DATA SUPPLIED:
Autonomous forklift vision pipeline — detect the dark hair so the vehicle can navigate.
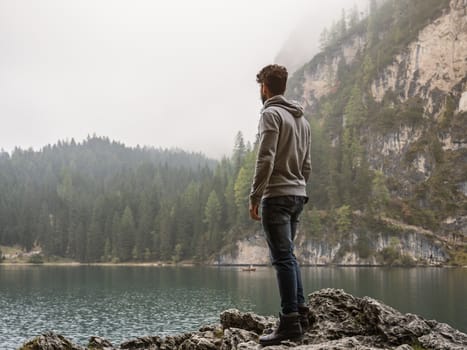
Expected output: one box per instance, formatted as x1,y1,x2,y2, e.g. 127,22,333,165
256,64,288,95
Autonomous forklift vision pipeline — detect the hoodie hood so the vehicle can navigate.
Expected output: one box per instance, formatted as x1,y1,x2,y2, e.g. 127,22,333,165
262,95,304,118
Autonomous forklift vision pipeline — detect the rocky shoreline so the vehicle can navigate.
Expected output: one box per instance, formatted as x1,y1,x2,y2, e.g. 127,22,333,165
19,289,467,350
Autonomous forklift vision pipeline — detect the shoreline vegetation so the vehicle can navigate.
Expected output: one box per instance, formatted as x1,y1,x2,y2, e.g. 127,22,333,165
1,245,465,268
1,261,465,268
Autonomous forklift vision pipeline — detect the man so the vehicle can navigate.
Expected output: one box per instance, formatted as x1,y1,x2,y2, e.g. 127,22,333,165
249,64,312,346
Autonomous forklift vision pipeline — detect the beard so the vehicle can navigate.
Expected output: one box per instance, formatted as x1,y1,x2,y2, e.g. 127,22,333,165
261,91,267,104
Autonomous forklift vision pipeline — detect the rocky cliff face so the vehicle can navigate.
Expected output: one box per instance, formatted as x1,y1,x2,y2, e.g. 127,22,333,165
293,34,367,108
217,226,448,266
370,0,467,107
367,0,467,190
369,1,467,242
291,1,467,115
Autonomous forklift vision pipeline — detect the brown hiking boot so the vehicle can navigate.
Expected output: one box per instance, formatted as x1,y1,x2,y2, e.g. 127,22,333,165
259,312,303,346
298,305,312,330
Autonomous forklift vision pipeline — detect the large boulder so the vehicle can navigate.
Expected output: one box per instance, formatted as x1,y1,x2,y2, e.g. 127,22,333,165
220,309,276,334
303,288,467,349
19,331,84,350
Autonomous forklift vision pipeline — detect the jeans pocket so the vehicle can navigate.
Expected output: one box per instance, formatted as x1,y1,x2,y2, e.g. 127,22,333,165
261,203,289,225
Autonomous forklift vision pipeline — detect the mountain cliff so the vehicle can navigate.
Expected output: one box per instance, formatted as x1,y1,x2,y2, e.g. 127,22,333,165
222,0,467,266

DESCRIPTION OF THE TASK: Print, without alteration, only the lines above between the one holding "Autonomous forklift vision pipeline — detect the man" and the one holding "Autonomous forklift vision pipeline — detect the rocky cliff", inclusive.

SOLUTION FOR THIS EXERCISE:
Autonomous forklift vision pipeline — detect the man so the vehicle can navigate.
Expected output: one box per instance, formatted as x1,y1,x2,y2, e.g. 127,22,333,165
249,64,312,346
Autonomous forklift vision pipeline — detect the beard so the vehicle can navigate.
Expected output: one box per instance, formatted as x1,y1,x2,y2, e.g. 127,22,333,165
261,91,267,104
Autonomous forklift vision pipeline — detect the rocky cliff face so the vehicle can navigate.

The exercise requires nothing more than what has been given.